■ Selected excerpt:

Dr. Margo Lillie is retiring after a remarkable 34 years as a Postdoctoral Fellow and Research Associate in the Zoology Department. Margo originally came to UBC in 1986 to work as a PDF in John Gosline’s biomechanics lab. Prior to that, Margo earned BSc and MSc degrees in physiology at Queen’s University, and a PhD in biophysics at the University of Western Ontario, where she started a long-term research program on the mechanical properties of arterial elastin.
In her career Margo carried out numerous ground-breaking studies on the biophysics of the arterial system in mammals and came to be one of the world’s leading authorities on elastomeric proteins. Her work with John Gosline investigated the molecular mechanism of elasticity in elastin, predicted durability and fatigue lifetime of arteries, and delved into how the complex three-dimensional organization of elastin fibres in the artery wall influences its mechanical response to dynamic pressures.
When John Gosline retired in 2008, Bob Shadwick was fortunate to recruit Margo with the promise that whale arterial systems would also be fun to work on, and since 2009 she has been fully focussed on whale biomechanics based on anatomy, tissue mechanics and mathematical modelling. Her work has yielded several major papers on a range of new findings in large baleen whales. These include arterial designs to protect against adverse pressure gradients during diving, anatomical mechanisms to control thoracic and cranial pressures resulting from swimming and diving, and elucidating the folding mechanism that underlies the high extensibility of some facial nerves.
Throughout her career Margo’s keen analytical mind and her rigorous scientific approach have been hallmarks of her research. She loves a challenging problem and devising methods to investigate it. She has guided many graduate and undergraduate research trainees by providing them with both technical and philosophical aspects of doing science, and teaching them how to think. But coupled with Margo’s serious approach has always been a sense that scientific discovery should be fun. And fun it has been!
Although Margo is now settling into a new house on Saltspring island, she will continue her whale research, mostly when the weather is too bad to go kayaking. Happy days, Margo!

■ Assignment 1: According to the retirement notice, where did Margo Lillie earn her PhD, and in what field?
■ Assignment 2: Quote the retirement notice word for word, starting with "Throughout her career" and going on through "it has been!".
You won't need the entries that follow the retirement notice.

■ Records:
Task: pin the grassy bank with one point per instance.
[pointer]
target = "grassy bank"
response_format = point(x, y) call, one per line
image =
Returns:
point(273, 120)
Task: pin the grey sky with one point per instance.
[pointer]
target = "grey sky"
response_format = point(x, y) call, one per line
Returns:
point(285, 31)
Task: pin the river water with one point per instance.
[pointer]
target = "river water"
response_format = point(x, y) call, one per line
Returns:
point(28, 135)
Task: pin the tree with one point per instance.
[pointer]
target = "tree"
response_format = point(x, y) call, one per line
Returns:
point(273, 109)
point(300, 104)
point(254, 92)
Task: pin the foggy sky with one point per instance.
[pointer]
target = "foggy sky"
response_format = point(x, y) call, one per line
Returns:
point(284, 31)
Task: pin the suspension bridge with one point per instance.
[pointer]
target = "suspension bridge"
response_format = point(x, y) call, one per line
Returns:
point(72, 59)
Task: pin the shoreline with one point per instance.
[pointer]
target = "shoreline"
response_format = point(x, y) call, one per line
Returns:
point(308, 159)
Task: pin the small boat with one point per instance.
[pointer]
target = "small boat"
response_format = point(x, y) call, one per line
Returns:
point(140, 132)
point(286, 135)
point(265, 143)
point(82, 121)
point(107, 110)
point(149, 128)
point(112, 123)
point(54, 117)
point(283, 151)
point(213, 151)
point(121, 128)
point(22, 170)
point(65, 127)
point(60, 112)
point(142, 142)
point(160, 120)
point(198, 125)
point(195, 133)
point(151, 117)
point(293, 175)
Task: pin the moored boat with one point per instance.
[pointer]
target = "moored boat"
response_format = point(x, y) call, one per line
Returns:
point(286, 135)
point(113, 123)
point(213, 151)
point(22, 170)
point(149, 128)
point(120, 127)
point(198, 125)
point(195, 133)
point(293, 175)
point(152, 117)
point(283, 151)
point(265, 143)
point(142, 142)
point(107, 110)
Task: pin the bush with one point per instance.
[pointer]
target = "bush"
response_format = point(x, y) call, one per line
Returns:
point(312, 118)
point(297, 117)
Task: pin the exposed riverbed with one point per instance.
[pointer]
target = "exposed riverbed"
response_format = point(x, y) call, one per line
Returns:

■ Output 1: She earned a PhD in biophysics at the University of Western Ontario.

■ Output 2:
Throughout her career Margo’s keen analytical mind and her rigorous scientific approach have been hallmarks of her research. She loves a challenging problem and devising methods to investigate it. She has guided many graduate and undergraduate research trainees by providing them with both technical and philosophical aspects of doing science, and teaching them how to think. But coupled with Margo’s serious approach has always been a sense that scientific discovery should be fun. And fun it has been!